### Reading passage
========================================

Brief Intro
I have seen some people said that strcpy() can be dangerous to use. At that
time, I am not sure why strcpy() can be dangerous, but now I have found a
simple replication of why strcpy() can be dangerous.
This is also the case with strncpy(), which does not guarantee a null terminated string.
At the time of writing this blog post, I am still getting started learning C programming language. I created this blog post as a way for me to understand more about copying the string mechanism in C.
Why strcpy() Dangerous?
Let’s assume we have an array of characters in one variable, and we want to copy those array of characters into another variable. Here’s the code for this scenario:
#include <stdio.h>
#include <string.h>
int main(void)
{
char ini[2];
char anu[2] = {'a', 'b'};
char itu[2] = {'c', '\0'};
strcpy(ini, anu);
/*
* What is inside anu[0]?
*/
printf("anu[0]: %c\n", anu[0]);
return 0;
}
Can you guess what is inside anu[0]? In case you’re too lazy to try that
out, let me tell you the answer, the character inside anu[0] is c, not
a.
You might be wondering, “Why is the character inside the first element of anu
(anu[0]) is different from the initial value we give?”. That’s because
strcpy() overwrite the characters in anu array. Keep in mind that
strcpy() will copy the characters until it found null terminator
character (\0), no matter how many characters it copies. So in the scenario
above, strcpy() will continue copying until it found null terminator
character in array itu. And because we didn’t provide enough space for the
characters until null terminator, strcpy() will silently overwrite the
data on the next memory location, which is anu array in this case.
We can think of the initial memory layout like this
(_ a.k.a underscore in here means unknown):
_, _, a, b, c, \0
ini[0], ini[1], anu[0], anu[1], itu[0], itu[1]
And then, after we use strcpy(), the memory layout become like this:
a, b, c, \0, c, \0
ini[0], ini[1], anu[0], anu[1], itu[0], itu[1]
This is one of the reason strcpy() can be dangerous, because it can
silently corrupting data on the memory and you won’t even realize that.
There might be another reason for why strcpy() can be dangerous, but at the
time of writing this blog post, I only know about this.
Why strncpy() Dangerous?
Unlike strcpy(), strncpy() did not search until it found null terminator
character (\0). So we need to make sure that the source data we copied have
null terminator character, either by searching the null terminator character
with strchr() or replace the last character with null terminator character
if it’s not null terminator character.
In case you are curious, in C, string must end with null terminator character. So if the string does not end with null terminator character, we will have undefined behavior, anything can happen and our program will become unpredictable.

========================================

### Point labeling dataset excerpts
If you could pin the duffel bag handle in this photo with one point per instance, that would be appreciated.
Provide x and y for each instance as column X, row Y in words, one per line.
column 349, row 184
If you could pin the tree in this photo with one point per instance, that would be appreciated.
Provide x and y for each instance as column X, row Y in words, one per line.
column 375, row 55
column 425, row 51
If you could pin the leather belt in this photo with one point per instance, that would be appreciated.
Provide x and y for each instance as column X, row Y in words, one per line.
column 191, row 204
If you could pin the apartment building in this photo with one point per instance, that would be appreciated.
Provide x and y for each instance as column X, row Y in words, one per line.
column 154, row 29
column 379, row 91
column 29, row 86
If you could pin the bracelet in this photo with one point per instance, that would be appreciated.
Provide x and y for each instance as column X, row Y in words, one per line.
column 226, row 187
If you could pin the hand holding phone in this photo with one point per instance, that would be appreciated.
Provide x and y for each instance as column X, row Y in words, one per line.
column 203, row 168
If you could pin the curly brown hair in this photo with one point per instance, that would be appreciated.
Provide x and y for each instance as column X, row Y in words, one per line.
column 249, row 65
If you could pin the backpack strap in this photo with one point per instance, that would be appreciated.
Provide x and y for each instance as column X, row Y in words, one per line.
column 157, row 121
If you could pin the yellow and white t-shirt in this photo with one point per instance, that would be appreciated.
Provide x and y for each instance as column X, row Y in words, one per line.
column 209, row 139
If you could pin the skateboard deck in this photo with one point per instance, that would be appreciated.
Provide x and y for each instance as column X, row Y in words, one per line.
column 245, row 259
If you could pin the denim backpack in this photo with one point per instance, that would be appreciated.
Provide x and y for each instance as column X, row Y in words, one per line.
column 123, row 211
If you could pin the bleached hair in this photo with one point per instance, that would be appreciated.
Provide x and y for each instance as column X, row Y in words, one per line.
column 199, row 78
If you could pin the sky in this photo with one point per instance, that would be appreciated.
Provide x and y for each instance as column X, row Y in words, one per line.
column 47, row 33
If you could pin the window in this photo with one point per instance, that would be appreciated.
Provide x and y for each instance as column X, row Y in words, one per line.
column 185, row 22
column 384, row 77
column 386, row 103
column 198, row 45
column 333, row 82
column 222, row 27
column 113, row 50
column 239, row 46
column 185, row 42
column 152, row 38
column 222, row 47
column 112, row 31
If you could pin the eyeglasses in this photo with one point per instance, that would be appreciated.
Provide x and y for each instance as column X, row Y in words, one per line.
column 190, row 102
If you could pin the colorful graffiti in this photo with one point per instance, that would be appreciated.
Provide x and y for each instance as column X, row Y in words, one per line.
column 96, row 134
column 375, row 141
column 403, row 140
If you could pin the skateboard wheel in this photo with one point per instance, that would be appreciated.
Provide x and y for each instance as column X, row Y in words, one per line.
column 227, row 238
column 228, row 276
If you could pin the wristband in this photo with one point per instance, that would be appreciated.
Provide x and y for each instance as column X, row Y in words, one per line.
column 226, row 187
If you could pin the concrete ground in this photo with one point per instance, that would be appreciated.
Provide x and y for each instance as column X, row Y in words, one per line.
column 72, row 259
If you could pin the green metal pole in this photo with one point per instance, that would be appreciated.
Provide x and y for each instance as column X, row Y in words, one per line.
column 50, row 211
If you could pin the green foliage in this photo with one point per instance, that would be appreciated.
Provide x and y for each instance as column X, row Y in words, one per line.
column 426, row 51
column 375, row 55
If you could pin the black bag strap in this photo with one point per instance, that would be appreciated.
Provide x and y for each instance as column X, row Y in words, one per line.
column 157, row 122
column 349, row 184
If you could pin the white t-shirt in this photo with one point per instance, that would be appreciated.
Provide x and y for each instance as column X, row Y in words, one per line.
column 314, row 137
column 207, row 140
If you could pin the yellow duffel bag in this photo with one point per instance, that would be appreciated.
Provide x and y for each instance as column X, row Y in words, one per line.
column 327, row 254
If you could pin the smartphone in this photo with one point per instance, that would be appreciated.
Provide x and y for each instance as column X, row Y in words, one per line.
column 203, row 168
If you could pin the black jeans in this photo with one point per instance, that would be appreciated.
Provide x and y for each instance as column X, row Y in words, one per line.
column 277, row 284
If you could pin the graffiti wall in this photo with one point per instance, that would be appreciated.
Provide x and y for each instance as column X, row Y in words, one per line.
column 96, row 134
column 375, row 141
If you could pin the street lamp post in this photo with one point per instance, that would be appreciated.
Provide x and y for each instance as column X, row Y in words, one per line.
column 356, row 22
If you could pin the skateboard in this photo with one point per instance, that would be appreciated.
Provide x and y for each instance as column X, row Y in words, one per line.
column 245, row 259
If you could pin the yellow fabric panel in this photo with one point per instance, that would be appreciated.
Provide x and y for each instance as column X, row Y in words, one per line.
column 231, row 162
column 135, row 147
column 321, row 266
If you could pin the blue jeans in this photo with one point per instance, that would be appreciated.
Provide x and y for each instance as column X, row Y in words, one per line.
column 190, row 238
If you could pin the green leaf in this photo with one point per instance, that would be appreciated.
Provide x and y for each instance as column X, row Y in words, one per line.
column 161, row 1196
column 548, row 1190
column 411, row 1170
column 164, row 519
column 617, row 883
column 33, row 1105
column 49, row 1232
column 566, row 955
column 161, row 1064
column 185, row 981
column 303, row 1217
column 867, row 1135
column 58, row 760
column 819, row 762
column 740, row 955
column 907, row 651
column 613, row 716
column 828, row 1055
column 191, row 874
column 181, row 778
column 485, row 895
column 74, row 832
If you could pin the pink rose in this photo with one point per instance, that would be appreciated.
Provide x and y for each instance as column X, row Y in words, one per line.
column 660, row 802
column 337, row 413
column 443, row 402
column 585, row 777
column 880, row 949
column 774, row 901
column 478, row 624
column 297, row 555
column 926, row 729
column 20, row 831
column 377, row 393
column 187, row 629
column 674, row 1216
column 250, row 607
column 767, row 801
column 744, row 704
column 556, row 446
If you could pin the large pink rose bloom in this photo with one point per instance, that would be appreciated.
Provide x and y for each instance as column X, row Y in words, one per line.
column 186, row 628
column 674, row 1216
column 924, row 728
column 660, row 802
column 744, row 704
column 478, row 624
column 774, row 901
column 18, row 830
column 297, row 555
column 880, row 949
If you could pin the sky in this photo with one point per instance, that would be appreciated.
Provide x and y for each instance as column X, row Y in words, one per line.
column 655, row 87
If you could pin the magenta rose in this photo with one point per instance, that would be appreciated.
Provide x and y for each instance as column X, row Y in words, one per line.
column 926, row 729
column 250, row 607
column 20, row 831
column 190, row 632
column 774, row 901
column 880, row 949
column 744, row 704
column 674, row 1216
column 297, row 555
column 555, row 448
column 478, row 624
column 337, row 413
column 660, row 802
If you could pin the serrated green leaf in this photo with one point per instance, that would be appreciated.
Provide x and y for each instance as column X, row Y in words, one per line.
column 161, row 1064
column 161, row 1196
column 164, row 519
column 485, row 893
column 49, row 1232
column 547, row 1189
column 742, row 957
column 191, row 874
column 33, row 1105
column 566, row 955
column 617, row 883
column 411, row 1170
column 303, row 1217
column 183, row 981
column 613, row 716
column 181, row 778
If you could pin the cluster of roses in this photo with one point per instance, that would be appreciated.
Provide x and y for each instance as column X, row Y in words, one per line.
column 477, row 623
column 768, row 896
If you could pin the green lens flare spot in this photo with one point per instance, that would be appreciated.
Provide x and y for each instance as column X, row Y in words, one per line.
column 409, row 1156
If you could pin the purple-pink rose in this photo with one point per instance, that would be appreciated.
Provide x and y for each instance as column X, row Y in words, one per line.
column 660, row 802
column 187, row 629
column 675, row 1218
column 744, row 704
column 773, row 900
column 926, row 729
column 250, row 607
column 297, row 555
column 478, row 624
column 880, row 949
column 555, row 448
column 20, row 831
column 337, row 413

========================================

### Given request A
In the post on strcpy(), restate the paragraph beginning "You might be wondering" as a short bulleted list that keeps its main facts.
### Given request B
Using the post on strcpy(), decide whether each statement agrees with it. Answer yes or no and quote the deciding words. (i) After the strcpy() call, anu[0] still holds the character a. (ii) strncpy() searches until it finds the null terminator character. (iii) In C, a string must end with a null terminator character.
### Given request C
Carry the post on strcpy() forward from its final sentence.

### Task result A
- The first element of anu (anu[0]) no longer holds its initial value because strcpy() overwrites the characters in the anu array.
- strcpy() copies characters until it finds the null terminator character (\0), however many characters that takes.
- In this scenario, it keeps copying until it reaches the null terminator in the itu array.
- Because ini lacks space for all the characters up to the null terminator, strcpy() silently overwrites the data in the next memory location, which is the anu array.

### Task result B
(i) No: "the character inside anu[0] is c, not a"
(ii) No: "strncpy() did not search until it found null terminator character (\0)"
(iii) Yes: "in C, string must end with null terminator character"

### Task result C
Here’s an example code when we didn’t null terminate the source and using
strncpy():
#include <stdio.h>
#include <string.h>
int main(void)
{
char ini[2];
char anu[2] = {'a', 'b'};
strncpy(
ini,
anu,
(sizeof(ini) / sizeof(*ini))
);
/*
* What is the result?
*/
printf("ini: %s\n", ini);
return 0;
}
On my machine (x86_64) and compiled with gcc -Wall, the example about give
output:
ini: abab
I have no idea why that happen, and those result might be different on another machine, that’s why it’s called undefined behavior because anything can happen at that point.
Alternative 1: strlcpy()
Instead of using strcpy() or strncpy(), we can use strlcpy(). The
problem with strlcpy() is that, it’s not in C standard library, so we might
not be able to use that. Other than that, it act like strncpy() but with
guarantee of null terminated string.
You can check the GNU C library implementation of strlcpy() here
.
From the GNU C library implementation of strlcpy(), it looks like we can use
another function to copy the string.
Alternative 2: memcpy() or memmove()
After reading this article
, titled
“strcpy: a niche function you don’t need”, and reading Daniel Stenberg
(creator of curl) blog post
here
, about
replacing strcpy() with it’s custom function, it looks like we can use
another function to copy the string.
If we provide the size correctly, we can directly copy the memory from
source to destination using memcpy() or memmove(), and then, at the
end of the string, we can add the null terminated.
Here’s an example wrapper for copying string using memmove():
void stringcpy(
char *dest,
size_t dest_len,
const char *src,
size_t src_len,
const char *filename,
unsigned int line_number
)
{
if (src == NULL || dest == NULL) {
printf(
"Error: dest or src can not be null (%s:%u)\n",
filename,
line_number
);
exit(1);
}
if (dest_len != src_len) {
printf(
"Error: dest and src length is not the same (%s:%u)\n",
filename,
line_number
);
exit(1);
}
memmove(dest, src, dest_len);
if (dest[dest_len - 1] != '\0')
dest[dest_len - 1] = '\0';
}
The reason of using memmove() instead of memcpy() in the example above is
that we can’t be sure that the source and destination of the memory location
did not overlap.
Keep in mind that the code above is just an example of how using the
memmove() to copy the string and ensure that we have null terminated string.
You can modify that to fit your need or make your own wrapper.
Alright, that’s it. See you next time!